想逃走么?要逃离什么?要逃离的不是一个人,不是一个家,不是一段不愉快的记忆,不是一种不适宜的生活,而是命运,是无可奈何的命运。“谁家秋院无风入,何处秋窗无雨声”,秋风遍地,哪里的秋窗能逃过秋雨的淅沥哭声呢?纵然逃到天涯,逃到海角,逃到骏马秋风的冀北,逃到杏花春雨的江南,一千所院落里吹着一样的秋风,一万扇秋窗下落着一样的秋雨。然后:

紫鹃收起燕窝,然后移灯下帘,伏侍黛玉睡下。黛玉自在枕上感念宝钗,一时又羡他有母有兄;一回又想宝玉虽素昔和睦,终有嫌疑。又听见窗外竹梢蕉叶之上,雨声淅沥,清寒透幕,不觉又滴下泪来,直到四更方渐渐的睡熟了。

看似都是小女儿的小小闲愁,时而念起宝钗的好而略悔自己曾经的小性,时而想起宝玉,用纠结的心放大着突如其来的嫌隙。哭了,倦了,睡了,四更的梦可以把自己带到哪里呢?带到一个没有秋风吹进的院子吗,带到一扇听不见雨声的秋窗吗?

• [任务说明]:
1) 把文段中的这句话译成英文:“紫鹃收起燕窝,然后移灯下帘,伏侍黛玉睡下。”
2) 照原样抄写文段中的一部分:从含有“紫鹃收起燕窝,然后移灯下帘,伏侍黛玉睡下”的地方开始,到“带到一扇听不见雨声的秋窗吗?”为止。
这些记录与本练习毫无关系。

• [记录一览]:
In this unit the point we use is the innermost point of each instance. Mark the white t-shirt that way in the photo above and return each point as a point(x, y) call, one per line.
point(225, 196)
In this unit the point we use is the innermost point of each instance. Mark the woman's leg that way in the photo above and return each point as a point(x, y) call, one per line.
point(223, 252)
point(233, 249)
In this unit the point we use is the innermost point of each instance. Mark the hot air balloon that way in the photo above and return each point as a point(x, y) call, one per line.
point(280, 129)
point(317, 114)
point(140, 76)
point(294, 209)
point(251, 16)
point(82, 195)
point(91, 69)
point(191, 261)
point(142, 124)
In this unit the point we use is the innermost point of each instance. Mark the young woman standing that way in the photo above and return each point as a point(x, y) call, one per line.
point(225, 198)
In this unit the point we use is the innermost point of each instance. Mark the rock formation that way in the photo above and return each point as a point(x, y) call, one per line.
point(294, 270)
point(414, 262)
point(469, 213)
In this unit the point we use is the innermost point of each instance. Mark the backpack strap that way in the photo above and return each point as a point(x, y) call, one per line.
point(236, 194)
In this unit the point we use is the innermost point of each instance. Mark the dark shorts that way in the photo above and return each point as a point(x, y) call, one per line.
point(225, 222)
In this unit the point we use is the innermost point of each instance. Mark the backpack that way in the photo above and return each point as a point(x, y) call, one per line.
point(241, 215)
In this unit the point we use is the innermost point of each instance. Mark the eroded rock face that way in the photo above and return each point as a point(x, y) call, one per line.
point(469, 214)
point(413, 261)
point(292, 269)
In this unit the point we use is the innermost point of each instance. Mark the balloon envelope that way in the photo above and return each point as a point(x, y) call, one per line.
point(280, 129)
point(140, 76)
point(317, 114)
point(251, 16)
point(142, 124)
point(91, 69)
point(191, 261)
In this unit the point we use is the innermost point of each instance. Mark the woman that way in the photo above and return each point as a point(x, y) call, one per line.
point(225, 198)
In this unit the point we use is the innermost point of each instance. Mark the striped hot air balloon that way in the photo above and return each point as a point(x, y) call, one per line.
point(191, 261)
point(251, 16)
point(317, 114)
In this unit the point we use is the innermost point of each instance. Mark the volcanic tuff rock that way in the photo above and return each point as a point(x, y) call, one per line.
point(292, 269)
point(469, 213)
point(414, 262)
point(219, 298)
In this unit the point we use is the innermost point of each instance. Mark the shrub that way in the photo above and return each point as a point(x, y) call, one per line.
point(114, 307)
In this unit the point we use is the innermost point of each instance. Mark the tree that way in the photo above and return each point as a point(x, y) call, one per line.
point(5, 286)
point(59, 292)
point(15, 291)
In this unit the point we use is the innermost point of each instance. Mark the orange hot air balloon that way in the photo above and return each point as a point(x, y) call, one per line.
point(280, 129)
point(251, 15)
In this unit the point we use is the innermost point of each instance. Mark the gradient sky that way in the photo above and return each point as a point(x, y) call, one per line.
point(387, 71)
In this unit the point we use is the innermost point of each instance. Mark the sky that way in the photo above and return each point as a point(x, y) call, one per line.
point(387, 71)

• [逐题答案]:
1) Zijuan put away the bird's nest, then moved the lamp and let down the curtains, and helped Daiyu to bed.

2)
紫鹃收起燕窝,然后移灯下帘,伏侍黛玉睡下。黛玉自在枕上感念宝钗,一时又羡他有母有兄;一回又想宝玉虽素昔和睦,终有嫌疑。又听见窗外竹梢蕉叶之上,雨声淅沥,清寒透幕,不觉又滴下泪来,直到四更方渐渐的睡熟了。

看似都是小女儿的小小闲愁,时而念起宝钗的好而略悔自己曾经的小性,时而想起宝玉,用纠结的心放大着突如其来的嫌隙。哭了,倦了,睡了,四更的梦可以把自己带到哪里呢?带到一个没有秋风吹进的院子吗,带到一扇听不见雨声的秋窗吗?